• Document extract:
** START **
Three independent **capability tiers** plus medium-aggregate gates and a
set of optional **backend** features. Capability tiers are additive
(`std` is the default); medium-aggregate gates are independent on/off
flags layered on top.

| flag | tier / role | enables |
|---|---|---|
| _none_ (`--no-default-features`) | no-std + no-alloc | stack-only types (`Uuid7`, `FileChecksum`, `Rgba`, `ErrorCode`, every unit-variant enum + `bitflags!` companion, [`Identified`]crate::Identified transport envelope). Wire layer **not** compiled. |
| `alloc` (no default) | no-std + alloc | cross-cutting heap-using domain types (`Location`, `ErrorInfo`, `Provenance`, `LocalizedText`, `Media`, `MediaFile`, `Person`, `Speaker`, `WatchedLocation`, `UserTag`, `SceneAnnotation`). |
| `std` (**default**) | std | adds `jiff`-using aggregates (`Speaker`, `WatchedLocation`, …) and `Uuid::now_v7`. |
| `video` (**default**) | medium gate | compiles the `Video` / `VideoTrack` / `Scene` / `Keyframe` aggregate tree + all its sqlx / mongodb backends. Pair with a heap tier (`std` or `alloc`). |
| `audio` (**default**) | medium gate | compiles the `Audio` / `AudioTrack` / `AudioSegment` / `Word` aggregate tree + all its sqlx / mongodb / buffa backends. Pair with a heap tier. |
| `subtitle` (**default**) | medium gate | compiles the `Subtitle` / `SubtitleTrack` / `SubtitleCue` aggregate tree + all its sqlx / mongodb / buffa backends. Pair with a heap tier. |
| `buffa` | wire layer | the buffa-generated `media.v1` messages + the `buffa` ⇄ domain bridge under `mediaschema::buffa::*`. Pair with `std` or `alloc`. |
| `json` | wire JSON | `serde` derives on the wire types (via buffa). Implies `std + buffa`. |
| `arbitrary` | property tests | `arbitrary::Arbitrary` on the wire types. Implies `std + buffa`. |
| `mongodb` | bson backend | bson `Document` ⇄ domain + per-collection `IndexModel` constructors. Implies `std + json`. |
| `sqlx-postgres` | sql backend | postgres `Pg*Row` types + `sqlx::FromRow` derives. Implies `std`. |
| `sqlx-mysql` | sql backend | mysql `MySql*Row` types + `sqlx::FromRow`. Implies `std`. |
| `sqlx-sqlite` | sql backend | sqlite `Sqlite*Row` types + `sqlx::FromRow`. Implies `std`. |

The three medium-aggregate gates (`video` / `audio` / `subtitle`) are
**all enabled in `default`** so out-of-the-box behaviour is unchanged.
** END **
• Set problem 1: Print the feature flags overview in full, with every character unchanged.

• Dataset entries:
** START **
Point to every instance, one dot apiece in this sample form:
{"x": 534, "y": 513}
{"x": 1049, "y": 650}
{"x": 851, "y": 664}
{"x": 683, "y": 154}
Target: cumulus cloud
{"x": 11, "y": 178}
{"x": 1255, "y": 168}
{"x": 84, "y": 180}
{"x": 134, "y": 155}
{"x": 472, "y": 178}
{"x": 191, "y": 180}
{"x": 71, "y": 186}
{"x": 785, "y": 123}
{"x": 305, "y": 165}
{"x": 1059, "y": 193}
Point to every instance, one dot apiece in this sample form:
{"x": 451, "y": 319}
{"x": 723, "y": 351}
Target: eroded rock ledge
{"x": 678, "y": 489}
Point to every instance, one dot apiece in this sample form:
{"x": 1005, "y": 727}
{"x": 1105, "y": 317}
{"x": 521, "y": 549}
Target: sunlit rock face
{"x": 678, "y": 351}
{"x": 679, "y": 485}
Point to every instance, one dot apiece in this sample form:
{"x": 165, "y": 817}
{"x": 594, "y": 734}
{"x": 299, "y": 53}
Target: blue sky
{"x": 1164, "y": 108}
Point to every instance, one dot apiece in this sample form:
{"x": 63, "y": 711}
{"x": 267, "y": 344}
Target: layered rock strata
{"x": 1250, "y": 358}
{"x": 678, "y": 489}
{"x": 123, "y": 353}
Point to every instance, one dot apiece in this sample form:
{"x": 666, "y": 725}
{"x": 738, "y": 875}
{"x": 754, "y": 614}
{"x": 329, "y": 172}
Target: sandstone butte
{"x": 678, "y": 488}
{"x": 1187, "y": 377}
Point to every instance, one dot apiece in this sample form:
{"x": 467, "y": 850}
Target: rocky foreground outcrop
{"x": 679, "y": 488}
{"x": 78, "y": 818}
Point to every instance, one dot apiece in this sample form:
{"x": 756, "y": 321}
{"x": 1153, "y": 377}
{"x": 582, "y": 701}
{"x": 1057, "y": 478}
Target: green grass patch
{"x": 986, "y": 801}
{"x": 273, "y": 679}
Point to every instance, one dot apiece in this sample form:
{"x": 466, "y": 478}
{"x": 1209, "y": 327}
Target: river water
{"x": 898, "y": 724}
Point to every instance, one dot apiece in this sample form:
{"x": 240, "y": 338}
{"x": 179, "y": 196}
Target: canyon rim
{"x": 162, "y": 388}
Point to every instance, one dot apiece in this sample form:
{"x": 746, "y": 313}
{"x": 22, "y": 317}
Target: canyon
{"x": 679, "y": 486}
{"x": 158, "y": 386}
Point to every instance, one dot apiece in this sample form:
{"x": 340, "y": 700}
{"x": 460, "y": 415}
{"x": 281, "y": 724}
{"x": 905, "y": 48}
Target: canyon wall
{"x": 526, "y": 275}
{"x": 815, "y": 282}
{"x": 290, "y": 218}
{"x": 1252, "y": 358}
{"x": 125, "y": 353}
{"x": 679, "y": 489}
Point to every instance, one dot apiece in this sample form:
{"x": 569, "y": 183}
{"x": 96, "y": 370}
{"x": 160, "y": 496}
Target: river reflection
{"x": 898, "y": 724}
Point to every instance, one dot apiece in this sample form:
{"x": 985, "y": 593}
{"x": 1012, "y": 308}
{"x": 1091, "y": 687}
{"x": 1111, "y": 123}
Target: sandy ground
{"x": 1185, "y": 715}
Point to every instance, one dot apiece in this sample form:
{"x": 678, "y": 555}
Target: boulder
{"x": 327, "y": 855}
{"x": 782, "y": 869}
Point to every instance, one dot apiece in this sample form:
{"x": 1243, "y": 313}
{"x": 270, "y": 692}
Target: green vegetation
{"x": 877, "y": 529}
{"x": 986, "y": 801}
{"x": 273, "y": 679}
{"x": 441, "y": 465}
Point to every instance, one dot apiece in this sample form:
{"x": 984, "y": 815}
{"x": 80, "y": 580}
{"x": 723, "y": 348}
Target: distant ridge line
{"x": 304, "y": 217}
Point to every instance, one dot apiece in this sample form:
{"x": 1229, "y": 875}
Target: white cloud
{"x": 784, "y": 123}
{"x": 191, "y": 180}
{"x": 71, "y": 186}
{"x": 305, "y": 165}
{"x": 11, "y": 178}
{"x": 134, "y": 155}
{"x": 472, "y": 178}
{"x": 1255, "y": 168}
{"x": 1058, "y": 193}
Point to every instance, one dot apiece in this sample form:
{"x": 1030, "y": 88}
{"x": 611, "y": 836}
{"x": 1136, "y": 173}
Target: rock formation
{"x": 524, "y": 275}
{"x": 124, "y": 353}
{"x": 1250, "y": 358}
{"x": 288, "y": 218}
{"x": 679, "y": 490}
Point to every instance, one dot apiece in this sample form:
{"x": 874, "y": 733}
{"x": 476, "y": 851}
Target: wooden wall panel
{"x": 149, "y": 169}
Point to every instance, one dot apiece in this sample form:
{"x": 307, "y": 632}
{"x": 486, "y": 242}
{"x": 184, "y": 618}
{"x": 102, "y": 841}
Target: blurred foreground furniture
** END **
• Set problem 2: Return each line of the listing that contains the word "wall". Matching is case-sensitive.

• Exercise response 1:
Three independent **capability tiers** plus medium-aggregate gates and a
set of optional **backend** features. Capability tiers are additive
(`std` is the default); medium-aggregate gates are independent on/off
flags layered on top.

| flag | tier / role | enables |
|---|---|---|
| _none_ (`--no-default-features`) | no-std + no-alloc | stack-only types (`Uuid7`, `FileChecksum`, `Rgba`, `ErrorCode`, every unit-variant enum + `bitflags!` companion, [`Identified`]crate::Identified transport envelope). Wire layer **not** compiled. |
| `alloc` (no default) | no-std + alloc | cross-cutting heap-using domain types (`Location`, `ErrorInfo`, `Provenance`, `LocalizedText`, `Media`, `MediaFile`, `Person`, `Speaker`, `WatchedLocation`, `UserTag`, `SceneAnnotation`). |
| `std` (**default**) | std | adds `jiff`-using aggregates (`Speaker`, `WatchedLocation`, …) and `Uuid::now_v7`. |
| `video` (**default**) | medium gate | compiles the `Video` / `VideoTrack` / `Scene` / `Keyframe` aggregate tree + all its sqlx / mongodb backends. Pair with a heap tier (`std` or `alloc`). |
| `audio` (**default**) | medium gate | compiles the `Audio` / `AudioTrack` / `AudioSegment` / `Word` aggregate tree + all its sqlx / mongodb / buffa backends. Pair with a heap tier. |
| `subtitle` (**default**) | medium gate | compiles the `Subtitle` / `SubtitleTrack` / `SubtitleCue` aggregate tree + all its sqlx / mongodb / buffa backends. Pair with a heap tier. |
| `buffa` | wire layer | the buffa-generated `media.v1` messages + the `buffa` ⇄ domain bridge under `mediaschema::buffa::*`. Pair with `std` or `alloc`. |
| `json` | wire JSON | `serde` derives on the wire types (via buffa). Implies `std + buffa`. |
| `arbitrary` | property tests | `arbitrary::Arbitrary` on the wire types. Implies `std + buffa`. |
| `mongodb` | bson backend | bson `Document` ⇄ domain + per-collection `IndexModel` constructors. Implies `std + json`. |
| `sqlx-postgres` | sql backend | postgres `Pg*Row` types + `sqlx::FromRow` derives. Implies `std`. |
| `sqlx-mysql` | sql backend | mysql `MySql*Row` types + `sqlx::FromRow`. Implies `std`. |
| `sqlx-sqlite` | sql backend | sqlite `Sqlite*Row` types + `sqlx::FromRow`. Implies `std`. |

The three medium-aggregate gates (`video` / `audio` / `subtitle`) are
**all enabled in `default`** so out-of-the-box behaviour is unchanged.

• Exercise response 2:
Target: canyon wall
Target: wooden wall panel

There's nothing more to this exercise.